= Passage for review =
-- -- --
Wednesday, March 08, 2006

From "A Slice Of Infinity" for 8 March 06

Who Are You?

Jill Carattini


In the C.S. Lewis novel 'Til We Have Faces, the main character, Orual, has taken mental notes throughout her life, carefully building what she refers to as her "case" against the gods. Finally choosing to put her case in writing, she meticulously describes each instance where she has been wronged. It is only after Orual has finished writing that she soberly recognizes her great mistake. She now sees the importance of uttering the speech at the center of one's soul, for to have heard herself making the complaint was to be answered. She profoundly observes that the gods used her own pen to probe the wounds. With sharpened insight Orual explains, "'Til the words can be dug out of us, why should [the gods] hear the babble that we think we mean? How can they meet us face to face 'til we have faces?"


Never has a book cut open my heart and laid it before me so plainly. It was simultaneously the moment I realized how distant I had become from God and how near to me He had been all along. I had spent a lifetime subconsciously compiling my case against Him. Through these more turbulent years en route to faith and belief in Christ, I stood armed with my diary of questions, taking more a stance of interrogator than glad follower. Some of my questions were milder interrogations than others; in fact, some even embodied the possibility of exoneration. But the telling detail in this perspective was that I saw myself as the one holding the judge's gavel, while God was the one on trial.


I vividly recall the first time I realized the barrage of questions I was prepared to ask. It was not long before I would come across the pages of the book that brought me to surrender the gavel. I was reading the last chapter in the Gospel of John.


In that scene, the disciples were fishing when Jesus appeared on the shoreline; this, just days after they had watched in horror as he was crucified on the Cross. No doubt with heightened anticipation, the disciples quickly drew in their nets and rushed to the shore where Jesus was preparing breakfast at the fire. John's description places us aside a group of expectant fishermen. With bated breath we wait to hear how the silence will be broken. And then John writes, "None of the disciples dared to ask, 'Who are you?' For they knew it was the savior" (John 21:12).
-- -- --
Dataset records:

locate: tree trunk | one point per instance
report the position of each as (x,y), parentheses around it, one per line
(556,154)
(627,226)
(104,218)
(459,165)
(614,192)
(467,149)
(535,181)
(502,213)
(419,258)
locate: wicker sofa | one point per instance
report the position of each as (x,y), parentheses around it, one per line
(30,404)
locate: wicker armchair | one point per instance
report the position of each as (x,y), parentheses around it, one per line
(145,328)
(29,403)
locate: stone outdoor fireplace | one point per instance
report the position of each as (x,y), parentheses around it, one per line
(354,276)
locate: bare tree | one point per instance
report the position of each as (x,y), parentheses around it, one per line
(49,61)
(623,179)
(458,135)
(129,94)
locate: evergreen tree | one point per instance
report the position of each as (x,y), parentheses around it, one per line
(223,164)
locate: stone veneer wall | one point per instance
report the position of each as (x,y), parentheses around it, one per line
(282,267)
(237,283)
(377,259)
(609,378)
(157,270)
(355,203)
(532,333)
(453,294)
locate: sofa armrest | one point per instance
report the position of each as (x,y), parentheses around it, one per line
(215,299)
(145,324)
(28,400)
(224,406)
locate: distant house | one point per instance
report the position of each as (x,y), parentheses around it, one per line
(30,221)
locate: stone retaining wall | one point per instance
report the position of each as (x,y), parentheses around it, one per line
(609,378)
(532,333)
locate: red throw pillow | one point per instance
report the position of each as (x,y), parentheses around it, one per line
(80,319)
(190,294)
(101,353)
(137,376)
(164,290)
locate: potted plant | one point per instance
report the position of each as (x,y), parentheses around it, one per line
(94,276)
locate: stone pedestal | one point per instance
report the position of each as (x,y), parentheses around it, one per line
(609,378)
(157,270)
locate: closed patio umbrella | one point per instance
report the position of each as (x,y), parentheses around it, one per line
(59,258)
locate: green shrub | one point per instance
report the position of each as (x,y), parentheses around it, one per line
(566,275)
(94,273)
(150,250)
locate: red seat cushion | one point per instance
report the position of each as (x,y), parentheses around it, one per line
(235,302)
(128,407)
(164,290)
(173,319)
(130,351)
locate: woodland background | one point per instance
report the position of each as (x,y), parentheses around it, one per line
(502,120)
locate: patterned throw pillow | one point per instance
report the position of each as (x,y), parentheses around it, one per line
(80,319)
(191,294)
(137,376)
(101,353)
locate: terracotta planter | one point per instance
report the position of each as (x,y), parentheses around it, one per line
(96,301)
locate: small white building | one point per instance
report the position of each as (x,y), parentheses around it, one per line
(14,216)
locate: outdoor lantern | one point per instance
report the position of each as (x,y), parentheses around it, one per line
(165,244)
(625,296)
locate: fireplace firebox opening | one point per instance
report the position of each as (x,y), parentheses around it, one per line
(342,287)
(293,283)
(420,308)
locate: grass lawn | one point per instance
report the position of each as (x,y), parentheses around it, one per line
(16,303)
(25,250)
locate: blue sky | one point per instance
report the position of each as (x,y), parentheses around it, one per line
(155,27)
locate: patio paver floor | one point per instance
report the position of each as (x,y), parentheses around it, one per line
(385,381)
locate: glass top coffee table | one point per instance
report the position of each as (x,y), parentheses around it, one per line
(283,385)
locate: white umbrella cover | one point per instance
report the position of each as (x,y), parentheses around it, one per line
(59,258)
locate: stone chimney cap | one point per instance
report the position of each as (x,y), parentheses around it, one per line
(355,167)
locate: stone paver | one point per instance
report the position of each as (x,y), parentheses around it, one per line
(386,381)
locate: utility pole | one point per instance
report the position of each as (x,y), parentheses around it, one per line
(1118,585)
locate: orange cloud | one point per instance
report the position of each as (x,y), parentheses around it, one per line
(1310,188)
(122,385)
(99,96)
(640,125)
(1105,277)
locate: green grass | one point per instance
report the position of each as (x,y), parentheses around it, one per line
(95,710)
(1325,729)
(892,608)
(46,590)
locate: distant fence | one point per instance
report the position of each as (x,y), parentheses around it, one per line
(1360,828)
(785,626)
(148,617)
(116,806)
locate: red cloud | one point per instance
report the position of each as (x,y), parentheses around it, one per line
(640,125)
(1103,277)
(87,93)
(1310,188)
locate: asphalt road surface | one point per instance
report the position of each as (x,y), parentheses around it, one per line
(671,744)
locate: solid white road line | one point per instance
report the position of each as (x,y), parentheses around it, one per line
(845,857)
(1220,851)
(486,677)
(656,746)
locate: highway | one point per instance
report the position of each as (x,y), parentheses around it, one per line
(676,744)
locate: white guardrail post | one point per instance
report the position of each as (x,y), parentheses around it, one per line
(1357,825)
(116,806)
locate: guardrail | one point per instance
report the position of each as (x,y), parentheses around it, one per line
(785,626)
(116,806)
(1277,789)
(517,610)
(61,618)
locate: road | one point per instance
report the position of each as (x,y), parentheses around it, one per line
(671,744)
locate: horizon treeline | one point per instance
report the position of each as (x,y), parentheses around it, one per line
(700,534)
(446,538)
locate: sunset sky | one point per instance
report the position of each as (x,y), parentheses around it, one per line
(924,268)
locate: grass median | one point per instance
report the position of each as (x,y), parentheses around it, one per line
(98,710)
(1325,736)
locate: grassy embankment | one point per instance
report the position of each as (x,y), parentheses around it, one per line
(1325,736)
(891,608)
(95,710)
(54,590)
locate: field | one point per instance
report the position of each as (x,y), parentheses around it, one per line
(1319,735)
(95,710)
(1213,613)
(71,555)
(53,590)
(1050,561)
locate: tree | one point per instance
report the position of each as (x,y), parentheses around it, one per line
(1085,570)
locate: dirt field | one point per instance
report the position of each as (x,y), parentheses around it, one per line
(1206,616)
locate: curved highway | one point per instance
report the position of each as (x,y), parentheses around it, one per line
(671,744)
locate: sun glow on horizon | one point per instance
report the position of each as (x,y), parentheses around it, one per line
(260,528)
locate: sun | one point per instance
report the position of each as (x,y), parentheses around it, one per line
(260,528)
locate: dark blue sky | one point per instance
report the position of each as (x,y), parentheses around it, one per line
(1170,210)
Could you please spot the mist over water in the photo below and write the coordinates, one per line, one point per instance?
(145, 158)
-- -- --
= Exercise description =
Resume the essay on surrendering one's case against God, starting right after its closing quotation from John 21:12.

= Final answer =
It was the word "dare" that got under my skin. It completely upset me that none of them dared to ask. They had every reason to ask questions. Where did you go? How are you here? Why did you have to die? That the disciples were not full of questions seemed to me remarkably unnatural. It did not take me long to realize that I was bothered by their lack of asking specifically because I did dare to ask.


The frenzied, almost illegible words in my journal still remind me how frustrated I was at that moment. In words more fired onto the page than composed, I asked everything I had ever wanted to ask. Two weeks later, I picked up a copy of 'Til We Have Faces and was overcome with the absurdity of my "case"—even as I was overcome with the certainty that I had been heard.


For me, sensing myself far away from God is often riddled with the suspicion that it is his doing, that He has left, and that I have been abandoned. It is interesting how often these feelings coincide with an outburst of honest writing and confession. In such moments I realize, like Orual, the importance of uttering the words at the center of one's soul—if for nothing more than to hear in my own words the illogic of my anger or the intensity and passion I am complaining is absent. To hear myself making the complaint is often to be answered. And repeatedly, these moments of despair and distance become realizations of proximity and awareness of the God who is there. Interestingly, in such moments I don't dare ask who it is. For I know it is the savior.